*TASK*.
Write out each line word for word. Drop pictures.

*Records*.
* begin *
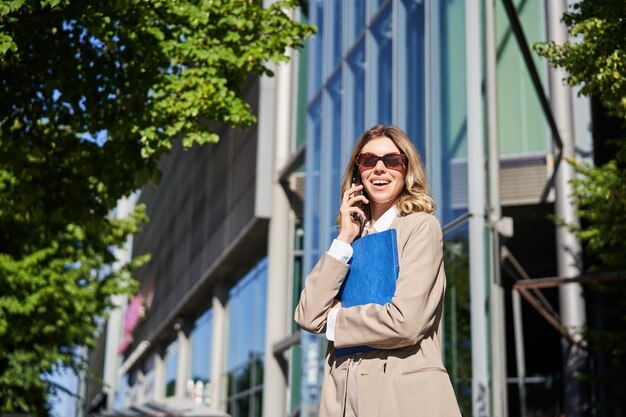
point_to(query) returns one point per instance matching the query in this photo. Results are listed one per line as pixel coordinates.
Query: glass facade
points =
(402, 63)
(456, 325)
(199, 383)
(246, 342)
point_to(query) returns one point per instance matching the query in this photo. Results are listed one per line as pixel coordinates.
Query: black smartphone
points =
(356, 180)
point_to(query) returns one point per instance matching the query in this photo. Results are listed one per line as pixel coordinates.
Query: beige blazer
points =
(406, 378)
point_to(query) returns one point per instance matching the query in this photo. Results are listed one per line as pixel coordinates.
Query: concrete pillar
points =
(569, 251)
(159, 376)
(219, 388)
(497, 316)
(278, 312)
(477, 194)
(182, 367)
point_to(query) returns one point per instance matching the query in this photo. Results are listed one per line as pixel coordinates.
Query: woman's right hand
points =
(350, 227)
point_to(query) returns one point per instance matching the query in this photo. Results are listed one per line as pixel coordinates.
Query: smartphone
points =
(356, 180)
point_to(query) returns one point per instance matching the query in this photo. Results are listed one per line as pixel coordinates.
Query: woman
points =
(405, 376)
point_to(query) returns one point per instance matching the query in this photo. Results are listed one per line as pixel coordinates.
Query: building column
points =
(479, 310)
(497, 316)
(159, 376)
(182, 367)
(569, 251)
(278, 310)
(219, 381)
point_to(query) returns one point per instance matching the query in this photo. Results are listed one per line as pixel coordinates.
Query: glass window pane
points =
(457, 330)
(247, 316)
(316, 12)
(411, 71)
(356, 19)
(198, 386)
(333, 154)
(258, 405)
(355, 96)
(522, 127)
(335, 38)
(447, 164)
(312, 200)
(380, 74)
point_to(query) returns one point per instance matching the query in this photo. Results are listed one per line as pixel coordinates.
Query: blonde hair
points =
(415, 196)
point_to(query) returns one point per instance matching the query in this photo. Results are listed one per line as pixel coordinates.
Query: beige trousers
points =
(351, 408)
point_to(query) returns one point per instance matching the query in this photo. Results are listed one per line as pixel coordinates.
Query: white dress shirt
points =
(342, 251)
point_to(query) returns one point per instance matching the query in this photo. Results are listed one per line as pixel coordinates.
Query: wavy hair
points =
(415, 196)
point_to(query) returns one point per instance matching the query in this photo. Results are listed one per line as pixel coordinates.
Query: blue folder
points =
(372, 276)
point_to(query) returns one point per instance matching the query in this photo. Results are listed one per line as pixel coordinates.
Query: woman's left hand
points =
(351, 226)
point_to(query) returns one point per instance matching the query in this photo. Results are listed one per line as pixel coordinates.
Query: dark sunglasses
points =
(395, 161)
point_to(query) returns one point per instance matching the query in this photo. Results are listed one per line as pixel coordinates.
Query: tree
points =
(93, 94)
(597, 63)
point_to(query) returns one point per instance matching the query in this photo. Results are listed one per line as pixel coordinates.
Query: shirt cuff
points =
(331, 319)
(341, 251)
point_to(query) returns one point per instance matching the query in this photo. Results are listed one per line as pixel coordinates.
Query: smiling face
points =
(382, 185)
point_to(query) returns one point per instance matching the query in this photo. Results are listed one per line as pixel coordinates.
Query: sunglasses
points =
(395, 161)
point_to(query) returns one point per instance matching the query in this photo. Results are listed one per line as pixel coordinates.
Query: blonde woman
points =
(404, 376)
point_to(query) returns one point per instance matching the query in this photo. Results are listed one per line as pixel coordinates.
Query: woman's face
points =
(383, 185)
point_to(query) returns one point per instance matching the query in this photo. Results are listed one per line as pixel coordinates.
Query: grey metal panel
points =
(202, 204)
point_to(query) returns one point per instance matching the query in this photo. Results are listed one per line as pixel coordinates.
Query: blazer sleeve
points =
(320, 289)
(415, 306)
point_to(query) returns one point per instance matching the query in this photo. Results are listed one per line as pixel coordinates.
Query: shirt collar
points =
* end *
*RESPONSE TO THIS EXERCISE*.
point_to(query) returns one point per instance matching the query in this photo. Results are listed one per line as pixel coordinates.
Query: glass facade
points =
(402, 63)
(456, 325)
(199, 383)
(246, 342)
point_to(query) returns one point per instance matching the query in this photo. Results are listed one per line as pixel coordinates.
Query: black smartphone
points =
(356, 180)
point_to(query) returns one point per instance matching the query in this photo. Results are listed one per line as pixel coordinates.
Query: beige blazer
points =
(406, 378)
point_to(query) returns one point per instance matching the query in this photo. Results are listed one per line as pixel coordinates.
Query: concrete pillar
points =
(569, 251)
(159, 376)
(219, 388)
(497, 316)
(278, 312)
(477, 194)
(182, 367)
point_to(query) returns one point per instance matching the query in this photo. Results are listed one per line as pixel coordinates.
Query: woman's right hand
points =
(350, 227)
point_to(query) returns one point per instance matching the query in this photo. Results are listed one per line as pixel coordinates.
Query: smartphone
points =
(356, 180)
point_to(query) returns one point per instance matching the query in this photo. Results are listed one per line as pixel coordinates.
Query: woman
points =
(405, 376)
point_to(query) returns one point per instance matching the query in this photo. Results are listed one per line as pixel coordinates.
Query: building column
points =
(479, 310)
(497, 316)
(159, 376)
(182, 367)
(569, 251)
(278, 310)
(219, 381)
point_to(query) returns one point per instance matching the query in this photo. Results are listed one per line as pixel coordinates.
Query: glass window pane
points =
(457, 330)
(247, 316)
(316, 12)
(411, 71)
(356, 19)
(198, 386)
(333, 154)
(258, 405)
(355, 96)
(522, 127)
(335, 38)
(447, 164)
(312, 200)
(380, 74)
point_to(query) returns one point per instance matching the query in this photo. Results are listed one per line as pixel coordinates.
Query: blonde hair
points =
(415, 196)
point_to(query) returns one point per instance matching the query in this photo. Results are listed one per line as pixel coordinates.
Query: beige trousers
points =
(351, 408)
point_to(query) returns one point per instance matching the query in this photo. Results are listed one per line as pixel coordinates.
Query: white dress shirt
points =
(342, 251)
point_to(query) returns one point per instance matching the query in this photo. Results are listed one per line as pixel coordinates.
Query: wavy hair
points =
(415, 196)
point_to(query) returns one point per instance matching the query in this photo. Results are listed one per line as pixel coordinates.
Query: blue folder
points =
(372, 276)
point_to(query) returns one point per instance matching the query in this photo. Results are listed one per line as pixel coordinates.
Query: woman's left hand
points =
(351, 226)
point_to(query) returns one point per instance matching the query in this photo. Results are listed one per line as pixel coordinates.
Query: dark sunglasses
points =
(395, 161)
point_to(query) returns one point per instance matching the query in this photo. Results are listed one per line as pixel coordinates.
Query: tree
points =
(93, 94)
(597, 63)
point_to(query) returns one point per instance matching the query in this photo. Results are listed one per line as pixel coordinates.
Query: shirt cuff
points =
(331, 319)
(341, 251)
point_to(query) returns one point per instance matching the query in this photo. Results are listed one per line as pixel coordinates.
Query: smiling face
points =
(382, 185)
point_to(query) returns one point per instance matching the query in this photo. Results are listed one per line as pixel coordinates.
Query: sunglasses
points =
(395, 161)
point_to(query) returns one point per instance matching the query in this photo. Results are listed one per line as pixel coordinates.
Query: blonde woman
points =
(404, 376)
point_to(query) returns one point per instance matching the query in this photo. Results are listed one per line as pixel coordinates.
Query: woman's face
points =
(383, 185)
point_to(query) returns one point per instance matching the query in this photo. Results are listed one per line as pixel coordinates.
Query: grey metal panel
points =
(202, 204)
point_to(query) returns one point per instance matching the query in this photo. Results are listed one per line as pixel coordinates.
Query: blazer sleeve
points =
(320, 289)
(415, 306)
point_to(query) returns one point per instance matching the query in this photo. Results are listed one per line as pixel coordinates.
Query: shirt collar
points =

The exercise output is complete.